● **Extract provided**
/5 Presidential Pupils

5 Presidential Pupils

By Tara Higgins

Every A day during 5th period, 43 students in the Student Government class work in support of the student body. Five of these students—seniors Marlena Long and Peyton Cottingham, junior Megan Burmaster, sophomore Anna Ceravolo, and freshman Luke Lyman—are responsible for not only running the class, but also in representing their respective classes. Each of them has contributed to the school and their community in numerous ways.

Marlena Long, Student Body President

As Student Body President, senior Marlena Long holds one of Student Government’s biggest leadership roles. Building on the experience she has gained from her role last year as junior class president, Long runs the Student Government class with Student Body Vice President Kyle Kercheval.

Long has been a member of Student Government since her sophomore year. “I wanted to lead others to make Legend the best it can be,” she said. “My favorite thing about the class is working with my peers.”

● **Data for analysis**

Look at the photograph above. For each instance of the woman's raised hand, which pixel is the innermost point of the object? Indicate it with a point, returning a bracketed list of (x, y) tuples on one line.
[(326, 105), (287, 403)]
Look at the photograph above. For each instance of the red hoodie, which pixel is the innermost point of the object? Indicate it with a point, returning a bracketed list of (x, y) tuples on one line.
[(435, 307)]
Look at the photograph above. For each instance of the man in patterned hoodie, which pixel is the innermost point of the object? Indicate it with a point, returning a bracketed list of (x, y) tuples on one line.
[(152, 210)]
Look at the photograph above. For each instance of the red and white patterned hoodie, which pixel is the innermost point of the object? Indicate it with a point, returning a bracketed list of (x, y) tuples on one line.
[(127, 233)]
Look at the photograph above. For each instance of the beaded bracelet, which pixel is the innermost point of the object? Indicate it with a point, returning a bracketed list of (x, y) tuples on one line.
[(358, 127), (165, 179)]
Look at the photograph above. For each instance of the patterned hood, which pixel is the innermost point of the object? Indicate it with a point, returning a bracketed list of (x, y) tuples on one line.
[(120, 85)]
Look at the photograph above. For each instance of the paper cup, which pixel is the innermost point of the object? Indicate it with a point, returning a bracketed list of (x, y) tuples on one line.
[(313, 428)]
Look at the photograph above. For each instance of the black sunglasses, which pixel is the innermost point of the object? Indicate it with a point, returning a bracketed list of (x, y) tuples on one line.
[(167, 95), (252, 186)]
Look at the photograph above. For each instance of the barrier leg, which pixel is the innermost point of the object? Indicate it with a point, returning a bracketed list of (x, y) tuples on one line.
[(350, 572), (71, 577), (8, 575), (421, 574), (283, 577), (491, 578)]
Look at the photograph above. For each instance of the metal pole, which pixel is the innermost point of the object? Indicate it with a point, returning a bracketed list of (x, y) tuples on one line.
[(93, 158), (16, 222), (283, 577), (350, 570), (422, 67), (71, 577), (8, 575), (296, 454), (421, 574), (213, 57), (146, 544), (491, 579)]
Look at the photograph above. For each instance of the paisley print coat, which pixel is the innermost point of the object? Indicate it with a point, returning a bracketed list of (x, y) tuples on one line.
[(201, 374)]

● **Task set**
a – In the student government article, who runs the Student Government class with Marlena Long?
b – Continue the student government article from its last sentence.

● **Answers for each item**
a – Student Body Vice President Kyle Kercheval.

b –
Leading officer meetings, team building activities, and leadership lessons in class, as well as managing class committees when planning events make up the greater portion of Long’s responsibilities.

“Some of my favorite memories as Student Body President have been leading the Homecoming Parade on my horse, lighting the bon fire, and emceeing the Homecoming assembly,” Long said.

“But, my most memorable moments are just leading class every day and helping the other students in the class push to their fullest potential as leaders.”

In addition to her numerous responsibilities as president, Long is also involved in a number of activities, including cross country, track, and golf at Legend. “I am also in Captain’s Club, Link Crew, and National Honor Society,” Long said. “One of my goals when I grow up is to run a marathon.” She also works at Spring Valley Golf Course.

“I ride and compete with my horse Rosie in English and Western Pleasure,” Long said. “I enjoy riding, playing golf, and hanging out with my family.”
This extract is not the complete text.